• _TEKST ŹRÓDŁOWY_:
Nasza Loteria SR - pasek na kartach artykułów

Poseł wrócił do szkoły

Katarzyna Hołuj
Marek Łatas jako wicedyrektor ZSTE znów uczy młodzież
Marek Łatas jako wicedyrektor ZSTE znów uczy młodzież Fot. Katarzyna Hołuj
Powiat. Po 10 latach spędzonych w ławie sejmowej Marek Łatas wrócił do myślenickiego Zespołu Szkół Techniczno-Ekonomicznych.

Na razie jako wicedyrektor, ale z widokami na fotel dyrektora, w którym zasiadał zanim został posłem.

Dziś jeszcze w tym fotelu zasiada Jerzy Kosiński, ale za trzy miesiące go zwolni, bo złożył już rezygnację. Jak mówi, taka była umowa pomiędzy nim a Markiem Łatasem, kiedy ten w 2005 roku zostawał posłem i opuszczał szkołę. Sam z powrotem ma zaś zostać wicedyrektorem.

Nowy dyrektor będzie musiał zostać wyłoniony w drodze konkursu. - Zarząd podejmie decyzję zgodnie z ustawą o systemie oświaty w oparciu o art. 36 a - odpowiedział nam Tomasz Suś, wicestarosta dodając, że na razie jest za wcześnie, aby mówić o terminie.

Kiedy konkurs zostanie ogłoszony Marek Łatas ma zamiar w nim wystartować. Na razie jednak powiatowi najwyraźniej się z tym nie spieszy. Jeśli do końca maja konkursu nie będzie, to zgodnie z ustawą, od 1 czerwca powiat powierzy obowiązki jednemu z wicedyrektorów (lub innemu pracownikowi szkoły). Jednak na okres nie dłuższy niż 10 miesięcy.

Jednym z wicedyrektorów ZSTE został teraz Marek Łatas. Specjalnie w tym celu w szkole utworzono takie czwarte stanowisko. Kiedy na ostatniej sesji pytała o to radna Aleksandra Korpal, przewodnicząca Komisji Edukacji, starosta Józef Tomal, wyjaśniał, że powstało ono właśnie z myślą o powracającym do pracy w szkole byłym pośle oraz, że należy mu się takie samo uposażenie, jakie pobierał w chwili obejmowania mandatu posła.

• _DO WYKONANIA_:
Według tekstu źródłowego, na jak długo najwyżej powiat może powierzyć obowiązki dyrektora jednemu z wicedyrektorów, jeśli do końca maja nie ogłosi konkursu?

• _WYBRANE WPISY_:
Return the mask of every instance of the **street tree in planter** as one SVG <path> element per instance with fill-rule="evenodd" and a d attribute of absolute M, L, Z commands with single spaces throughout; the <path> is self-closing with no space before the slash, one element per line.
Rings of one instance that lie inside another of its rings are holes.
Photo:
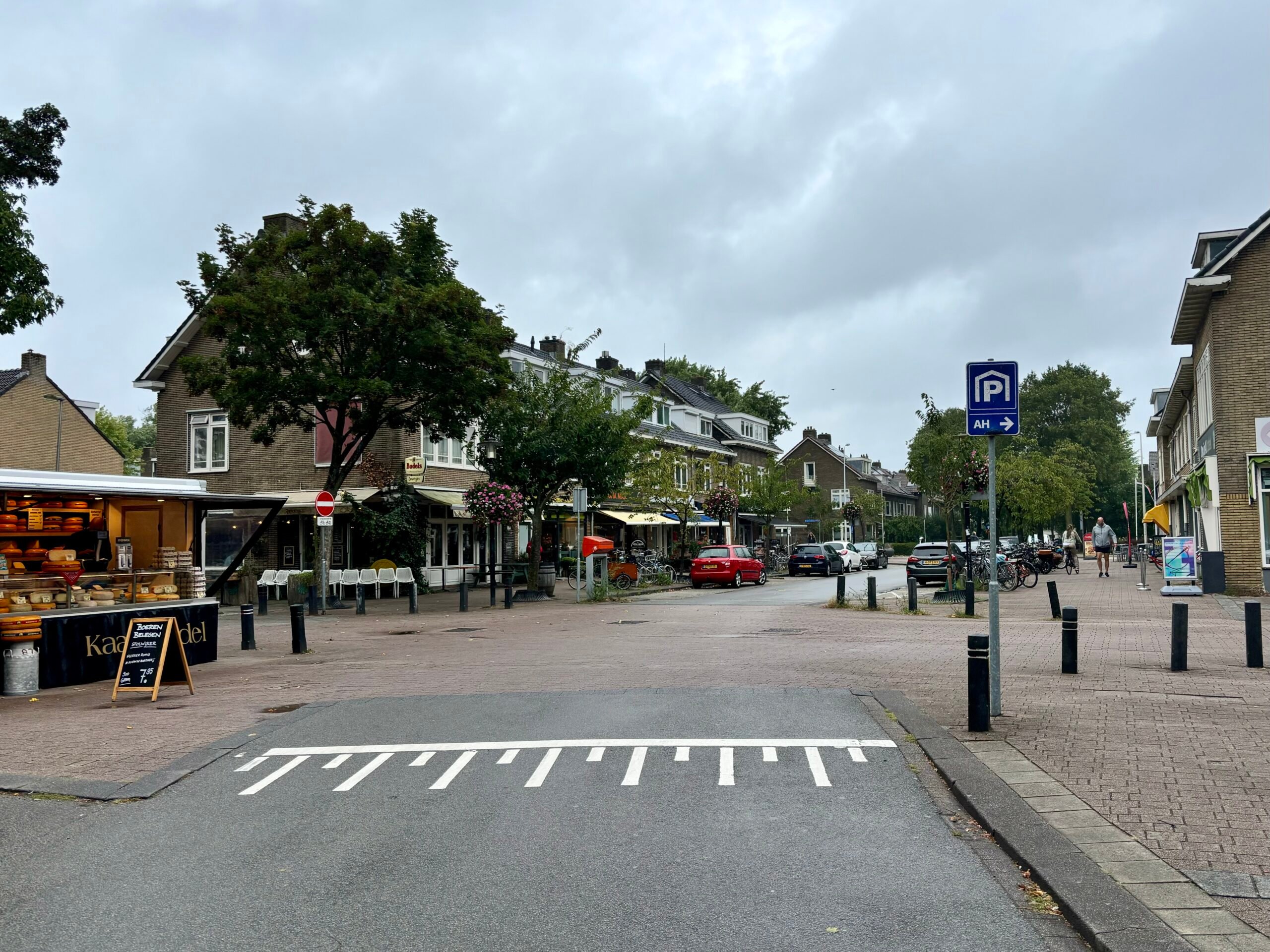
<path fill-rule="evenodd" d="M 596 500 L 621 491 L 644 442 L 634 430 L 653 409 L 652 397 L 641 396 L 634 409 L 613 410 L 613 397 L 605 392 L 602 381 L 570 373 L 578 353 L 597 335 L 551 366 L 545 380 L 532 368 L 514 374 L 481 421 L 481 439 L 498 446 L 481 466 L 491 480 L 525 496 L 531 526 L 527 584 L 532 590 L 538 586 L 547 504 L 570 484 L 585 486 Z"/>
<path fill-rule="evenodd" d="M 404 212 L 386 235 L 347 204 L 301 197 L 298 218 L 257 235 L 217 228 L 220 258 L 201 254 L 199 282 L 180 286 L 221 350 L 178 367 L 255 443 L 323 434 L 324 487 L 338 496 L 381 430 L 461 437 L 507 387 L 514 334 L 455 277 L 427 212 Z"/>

--

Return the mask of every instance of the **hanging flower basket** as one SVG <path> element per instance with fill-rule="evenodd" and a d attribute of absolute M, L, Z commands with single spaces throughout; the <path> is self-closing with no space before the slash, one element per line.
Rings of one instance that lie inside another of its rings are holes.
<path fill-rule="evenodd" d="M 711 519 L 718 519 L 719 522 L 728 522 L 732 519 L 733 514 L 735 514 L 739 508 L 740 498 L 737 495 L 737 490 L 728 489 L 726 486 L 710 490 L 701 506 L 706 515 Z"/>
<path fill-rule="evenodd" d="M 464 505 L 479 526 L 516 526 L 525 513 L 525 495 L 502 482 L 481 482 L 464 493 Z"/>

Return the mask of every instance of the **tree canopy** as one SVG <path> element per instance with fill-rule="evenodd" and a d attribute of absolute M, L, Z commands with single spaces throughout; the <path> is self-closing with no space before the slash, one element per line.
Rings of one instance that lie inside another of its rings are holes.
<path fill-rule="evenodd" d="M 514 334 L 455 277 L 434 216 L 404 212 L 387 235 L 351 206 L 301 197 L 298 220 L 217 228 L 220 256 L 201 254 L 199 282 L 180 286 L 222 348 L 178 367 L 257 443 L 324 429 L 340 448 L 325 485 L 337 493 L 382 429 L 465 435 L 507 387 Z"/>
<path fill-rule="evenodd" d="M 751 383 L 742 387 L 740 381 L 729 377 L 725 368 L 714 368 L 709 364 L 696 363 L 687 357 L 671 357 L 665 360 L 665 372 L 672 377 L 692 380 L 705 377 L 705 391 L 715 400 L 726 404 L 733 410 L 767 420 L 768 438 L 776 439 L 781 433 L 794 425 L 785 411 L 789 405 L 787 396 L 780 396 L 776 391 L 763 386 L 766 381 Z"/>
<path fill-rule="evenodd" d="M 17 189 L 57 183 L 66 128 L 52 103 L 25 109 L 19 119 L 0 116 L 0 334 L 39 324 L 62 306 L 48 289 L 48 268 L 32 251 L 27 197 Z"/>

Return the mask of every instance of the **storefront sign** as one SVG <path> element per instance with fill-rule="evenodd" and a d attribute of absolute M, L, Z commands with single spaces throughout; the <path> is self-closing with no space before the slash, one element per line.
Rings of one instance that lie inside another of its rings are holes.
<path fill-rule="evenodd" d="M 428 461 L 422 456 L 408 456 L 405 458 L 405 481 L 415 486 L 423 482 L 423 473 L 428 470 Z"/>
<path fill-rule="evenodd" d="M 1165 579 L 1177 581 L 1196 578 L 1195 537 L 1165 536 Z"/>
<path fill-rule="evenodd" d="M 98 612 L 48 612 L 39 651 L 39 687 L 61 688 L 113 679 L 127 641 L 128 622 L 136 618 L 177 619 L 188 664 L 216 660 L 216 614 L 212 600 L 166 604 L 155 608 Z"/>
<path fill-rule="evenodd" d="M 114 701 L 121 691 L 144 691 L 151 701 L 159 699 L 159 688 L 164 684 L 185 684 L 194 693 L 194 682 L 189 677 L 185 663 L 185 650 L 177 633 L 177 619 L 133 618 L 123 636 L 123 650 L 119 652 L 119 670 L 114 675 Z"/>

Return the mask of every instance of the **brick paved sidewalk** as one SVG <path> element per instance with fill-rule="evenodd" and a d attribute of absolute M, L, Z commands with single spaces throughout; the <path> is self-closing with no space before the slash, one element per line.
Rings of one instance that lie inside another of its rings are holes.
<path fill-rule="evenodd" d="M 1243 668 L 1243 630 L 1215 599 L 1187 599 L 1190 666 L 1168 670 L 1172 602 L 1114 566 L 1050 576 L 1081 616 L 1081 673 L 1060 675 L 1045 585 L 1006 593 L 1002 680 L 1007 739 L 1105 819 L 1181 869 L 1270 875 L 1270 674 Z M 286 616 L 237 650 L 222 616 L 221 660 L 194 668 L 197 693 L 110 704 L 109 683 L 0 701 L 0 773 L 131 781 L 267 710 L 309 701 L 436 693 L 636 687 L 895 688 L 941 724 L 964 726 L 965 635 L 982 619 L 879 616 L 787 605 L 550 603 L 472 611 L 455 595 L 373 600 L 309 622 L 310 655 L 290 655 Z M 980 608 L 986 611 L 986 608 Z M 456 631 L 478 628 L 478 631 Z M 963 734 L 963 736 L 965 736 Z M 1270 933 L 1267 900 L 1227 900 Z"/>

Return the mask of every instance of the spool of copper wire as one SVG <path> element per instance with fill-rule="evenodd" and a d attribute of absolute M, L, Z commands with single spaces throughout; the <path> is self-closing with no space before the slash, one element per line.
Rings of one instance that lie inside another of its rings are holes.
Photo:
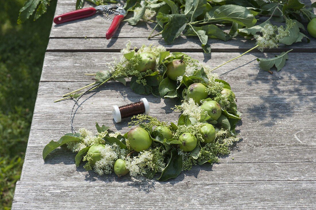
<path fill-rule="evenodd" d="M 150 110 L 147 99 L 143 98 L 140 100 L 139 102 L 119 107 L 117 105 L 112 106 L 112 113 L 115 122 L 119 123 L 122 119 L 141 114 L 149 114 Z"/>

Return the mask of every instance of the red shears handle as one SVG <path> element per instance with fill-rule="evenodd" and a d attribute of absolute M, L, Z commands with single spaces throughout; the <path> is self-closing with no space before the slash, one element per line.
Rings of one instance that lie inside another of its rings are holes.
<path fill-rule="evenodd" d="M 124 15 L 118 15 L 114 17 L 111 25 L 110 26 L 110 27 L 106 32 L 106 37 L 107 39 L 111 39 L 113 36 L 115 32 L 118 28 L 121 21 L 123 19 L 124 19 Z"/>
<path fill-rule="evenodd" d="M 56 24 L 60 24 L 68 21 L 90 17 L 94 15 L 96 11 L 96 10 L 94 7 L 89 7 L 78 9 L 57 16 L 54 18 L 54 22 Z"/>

• _WYNIK ĆWICZENIA_:
Na okres nie dłuższy niż 10 miesięcy.